- **提示文**:
========================================

説明

半導体記憶装置およびその製造方法

【発明の詳細な説明】
〔産業上の利用分野〕
本発明はスタテイツク型の半導体記憶装置およびその製造方法に係り、特にα線に起因するソフトエラーに対する耐性の高度化を図つた半導体記憶装置および製造方法に関する。
〔従来の技術〕
従来のフリツプフロツプ形スタテイツクメモリセルは、例えば特開昭55−72069号に記載されているように、2つの高抵抗素子と4つのnチヤネルMOSトランジスタとで構成されている。すなわち第4図にその等価回路を示すように、一対の駆動MOSトランジスタT1,T2の各一方のドレインが他方のゲートに接続され、それぞれのドレインには負荷抵抗R1,R2が接続され、T1,T2のソースは所定の電位(例えば接地電位)に固定され、R1,R2の他端には電源電圧VCCが印加され、T1,T2,R1,R2からなるフリツプフロツプ回路に微小な電流を供給している。さらにこのフリツプフロツプ回路の蓄積ノードN1,N2には転送MOSトランジスタT3,T4が接続されている。以上の4つのトランジスタと2つの負荷抵抗により1ビツトのセルが構成されている。なお、1はワード線、2a,2bはデータ線である。

========================================

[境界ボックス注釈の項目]
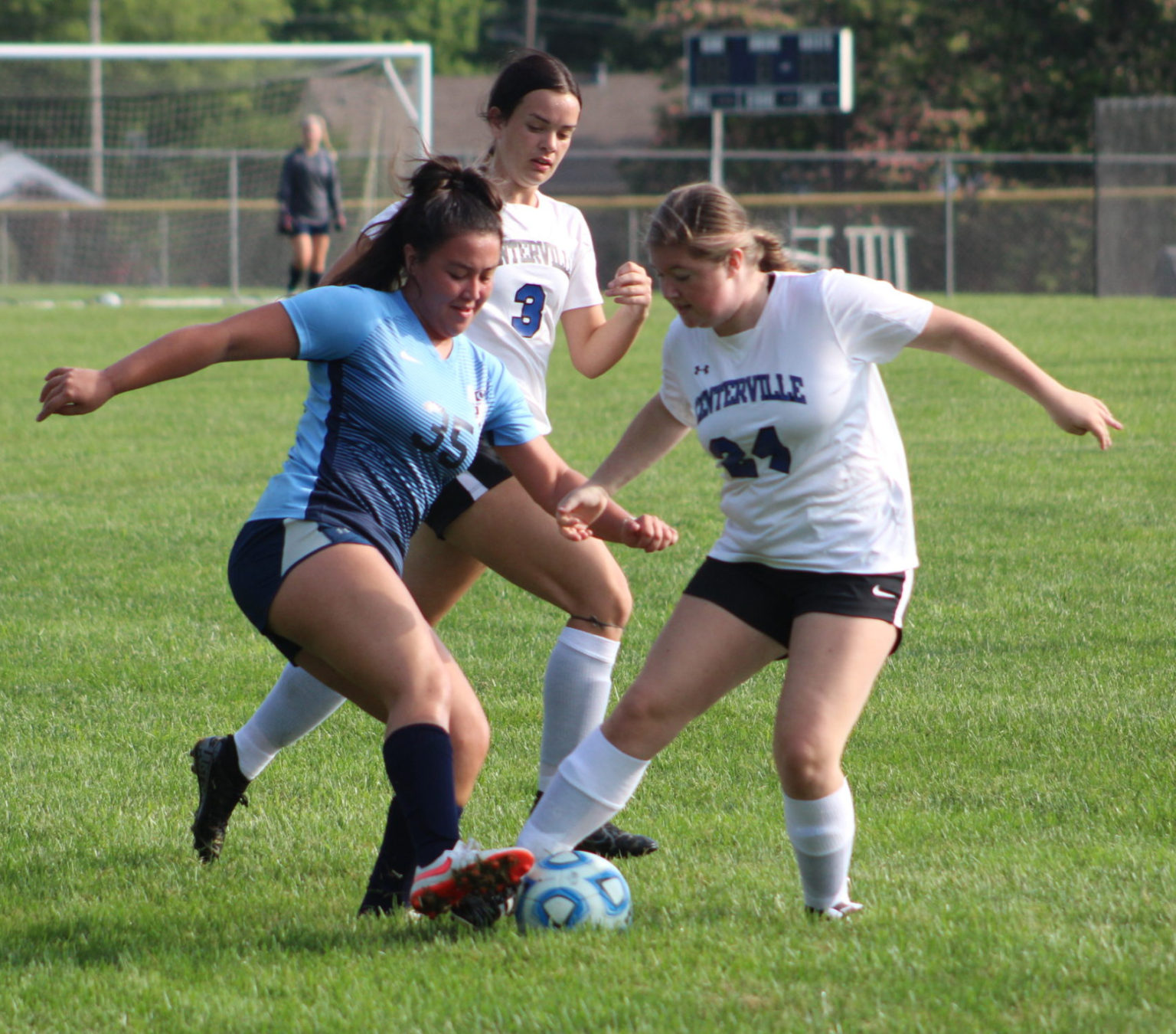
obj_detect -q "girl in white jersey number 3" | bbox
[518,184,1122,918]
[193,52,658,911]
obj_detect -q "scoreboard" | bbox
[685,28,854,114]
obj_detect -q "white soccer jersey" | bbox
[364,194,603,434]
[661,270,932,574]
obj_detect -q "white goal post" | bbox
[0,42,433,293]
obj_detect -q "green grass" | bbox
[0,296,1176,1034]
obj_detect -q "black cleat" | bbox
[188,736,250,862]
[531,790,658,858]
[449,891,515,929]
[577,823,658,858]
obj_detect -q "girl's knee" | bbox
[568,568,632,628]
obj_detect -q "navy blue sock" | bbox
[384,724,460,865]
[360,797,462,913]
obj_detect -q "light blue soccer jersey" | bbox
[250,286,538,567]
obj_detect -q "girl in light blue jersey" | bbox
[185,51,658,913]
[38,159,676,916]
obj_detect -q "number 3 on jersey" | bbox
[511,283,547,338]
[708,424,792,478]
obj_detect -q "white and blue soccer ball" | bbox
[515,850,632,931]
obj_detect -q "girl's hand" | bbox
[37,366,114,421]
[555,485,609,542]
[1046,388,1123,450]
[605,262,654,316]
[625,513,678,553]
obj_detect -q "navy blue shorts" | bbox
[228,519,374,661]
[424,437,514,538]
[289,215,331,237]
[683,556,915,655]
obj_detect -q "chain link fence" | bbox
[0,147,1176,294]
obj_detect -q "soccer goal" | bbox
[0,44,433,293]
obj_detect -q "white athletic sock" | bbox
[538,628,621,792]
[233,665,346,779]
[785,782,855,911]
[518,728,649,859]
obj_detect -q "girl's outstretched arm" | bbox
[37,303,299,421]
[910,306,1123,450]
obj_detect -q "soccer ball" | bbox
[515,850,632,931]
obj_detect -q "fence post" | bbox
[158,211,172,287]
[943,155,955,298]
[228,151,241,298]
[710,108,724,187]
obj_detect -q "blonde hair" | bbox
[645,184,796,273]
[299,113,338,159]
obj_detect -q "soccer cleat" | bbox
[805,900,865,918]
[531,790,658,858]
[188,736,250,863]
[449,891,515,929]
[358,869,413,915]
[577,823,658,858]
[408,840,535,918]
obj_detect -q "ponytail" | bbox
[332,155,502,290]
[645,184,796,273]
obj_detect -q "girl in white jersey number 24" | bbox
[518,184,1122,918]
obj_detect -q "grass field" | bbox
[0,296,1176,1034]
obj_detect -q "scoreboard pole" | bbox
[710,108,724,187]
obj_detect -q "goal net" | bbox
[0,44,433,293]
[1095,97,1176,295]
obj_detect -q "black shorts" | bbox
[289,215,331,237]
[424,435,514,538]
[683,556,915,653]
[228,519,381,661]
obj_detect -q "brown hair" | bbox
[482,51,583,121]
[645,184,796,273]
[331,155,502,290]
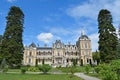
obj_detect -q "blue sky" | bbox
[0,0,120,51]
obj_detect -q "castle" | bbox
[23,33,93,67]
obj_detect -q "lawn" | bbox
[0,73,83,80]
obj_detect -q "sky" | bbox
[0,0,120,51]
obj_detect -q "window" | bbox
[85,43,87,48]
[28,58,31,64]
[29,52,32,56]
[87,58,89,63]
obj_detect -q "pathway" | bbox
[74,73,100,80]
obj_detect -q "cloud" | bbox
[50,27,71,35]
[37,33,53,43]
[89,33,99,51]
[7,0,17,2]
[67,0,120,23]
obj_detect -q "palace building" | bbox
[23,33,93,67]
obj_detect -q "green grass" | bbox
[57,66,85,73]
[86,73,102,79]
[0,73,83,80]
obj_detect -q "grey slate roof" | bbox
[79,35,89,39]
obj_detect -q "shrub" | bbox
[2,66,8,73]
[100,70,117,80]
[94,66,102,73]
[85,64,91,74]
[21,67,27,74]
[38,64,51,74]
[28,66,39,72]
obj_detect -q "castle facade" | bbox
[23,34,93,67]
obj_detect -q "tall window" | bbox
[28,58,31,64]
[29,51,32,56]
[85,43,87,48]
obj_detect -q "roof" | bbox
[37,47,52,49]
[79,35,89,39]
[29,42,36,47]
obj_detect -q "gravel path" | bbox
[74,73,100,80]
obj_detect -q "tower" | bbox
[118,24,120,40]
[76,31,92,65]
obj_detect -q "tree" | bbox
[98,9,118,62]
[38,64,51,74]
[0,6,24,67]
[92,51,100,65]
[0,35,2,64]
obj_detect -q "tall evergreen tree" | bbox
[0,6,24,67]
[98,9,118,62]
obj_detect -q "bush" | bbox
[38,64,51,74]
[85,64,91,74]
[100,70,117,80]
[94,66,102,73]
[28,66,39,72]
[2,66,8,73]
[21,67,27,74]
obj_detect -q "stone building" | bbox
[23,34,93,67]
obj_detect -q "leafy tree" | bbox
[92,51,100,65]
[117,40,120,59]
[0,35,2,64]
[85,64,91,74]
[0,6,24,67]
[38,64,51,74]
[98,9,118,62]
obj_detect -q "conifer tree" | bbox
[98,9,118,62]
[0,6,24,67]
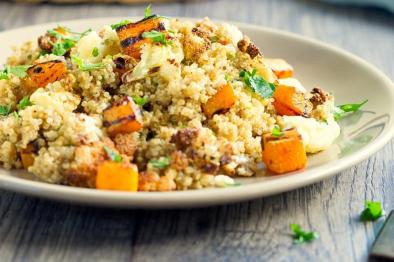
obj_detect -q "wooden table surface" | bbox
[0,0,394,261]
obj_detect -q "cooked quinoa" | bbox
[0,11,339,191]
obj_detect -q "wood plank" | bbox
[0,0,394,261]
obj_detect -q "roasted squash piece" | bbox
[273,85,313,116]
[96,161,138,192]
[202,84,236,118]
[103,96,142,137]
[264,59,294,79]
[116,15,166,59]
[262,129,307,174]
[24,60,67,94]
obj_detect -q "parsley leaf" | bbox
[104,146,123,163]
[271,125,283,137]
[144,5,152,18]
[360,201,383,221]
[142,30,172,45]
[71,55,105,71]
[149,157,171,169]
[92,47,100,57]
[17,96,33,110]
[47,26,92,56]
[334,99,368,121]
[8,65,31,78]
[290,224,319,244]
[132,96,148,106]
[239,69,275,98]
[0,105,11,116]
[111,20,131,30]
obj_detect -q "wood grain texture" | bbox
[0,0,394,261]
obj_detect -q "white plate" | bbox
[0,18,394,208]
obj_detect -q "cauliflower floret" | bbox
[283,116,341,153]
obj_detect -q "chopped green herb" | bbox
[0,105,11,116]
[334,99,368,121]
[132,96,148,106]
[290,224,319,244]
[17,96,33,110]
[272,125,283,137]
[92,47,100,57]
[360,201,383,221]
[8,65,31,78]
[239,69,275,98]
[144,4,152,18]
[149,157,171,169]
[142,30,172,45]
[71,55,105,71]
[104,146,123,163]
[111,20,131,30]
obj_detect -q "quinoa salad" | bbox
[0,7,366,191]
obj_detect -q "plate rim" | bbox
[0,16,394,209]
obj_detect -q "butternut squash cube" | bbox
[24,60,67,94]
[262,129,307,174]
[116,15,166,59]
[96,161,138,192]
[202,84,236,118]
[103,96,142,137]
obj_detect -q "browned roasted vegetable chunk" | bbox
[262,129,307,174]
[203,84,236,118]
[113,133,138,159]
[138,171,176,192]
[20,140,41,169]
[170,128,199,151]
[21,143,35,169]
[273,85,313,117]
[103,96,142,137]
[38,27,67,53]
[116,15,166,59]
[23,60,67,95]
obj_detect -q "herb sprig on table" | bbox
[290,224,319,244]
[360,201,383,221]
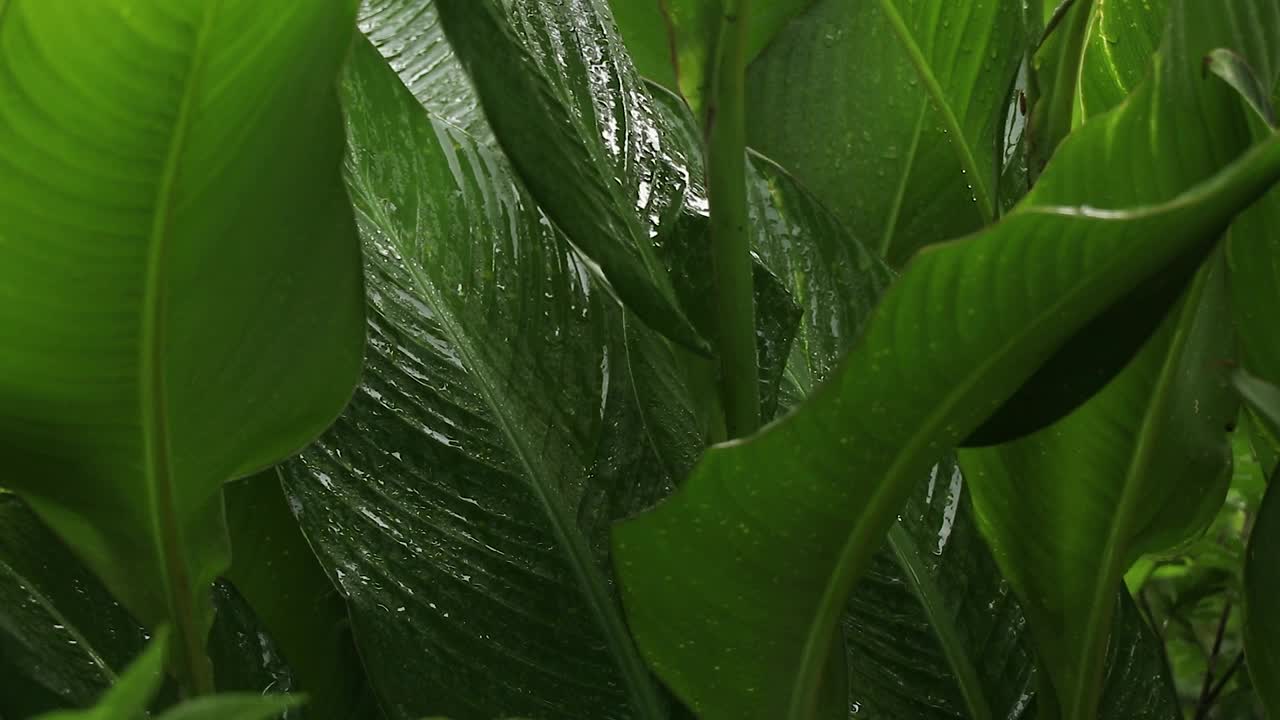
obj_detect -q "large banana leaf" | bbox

========================================

- **指示 A**:
半導体記憶装置の文章について、次の問いに答えてください。
(i) 本発明は、何に対する耐性の高度化を図ったものですか。
(ii) 従来のメモリセルが記載された文献として挙げられている公報の番号は何ですか。
(iii) 等価回路において、符号1は何を表していますか。
- **指示 B**: 半導体記憶装置の文章を、最後の文のあとから書き継いでください。
上記の項目は、半導体記憶装置の文章とは関係がありません。

- **正解 A**:
(i) α線に起因するソフトエラー
(ii) 特開昭55−72069号
(iii) ワード線

- **正解 B**:
第5図は従来例第4図に対応する断面構造を示すものである。MOSトランジスタのゲート電極1a,1cは第1層目の導電層であり、高抵抗素子は第2層目の導電層である多結晶シリコンの一部に形成された高抵抗部7eにより構成されている。高抵抗部7eの両端は低抵抗多結晶シリコン7b,7cになつており、低抵抗多結晶シリコン7cは電源電圧VCCの給電源であり、低抵抗多結晶シリコン7bは転送MOSトランジスタのソース拡散層3dに接続されている。なお3fは駆動MOSトランジスタのソース拡散層で接地電位VSSが供給されている。なお、本発明の出願後に公開された特開昭63−29575号に、MISFETのソース及びドレイン領域に沿って、反対導電型の第2半導体領域を形成する技術が開示されているが、この技術ではゲート電極に比べてチャネル長方向の寸法が小さな不純物導入用マスクを用いており、ゲート電極パターニングに用いたマスクを利用する本発明と相違する。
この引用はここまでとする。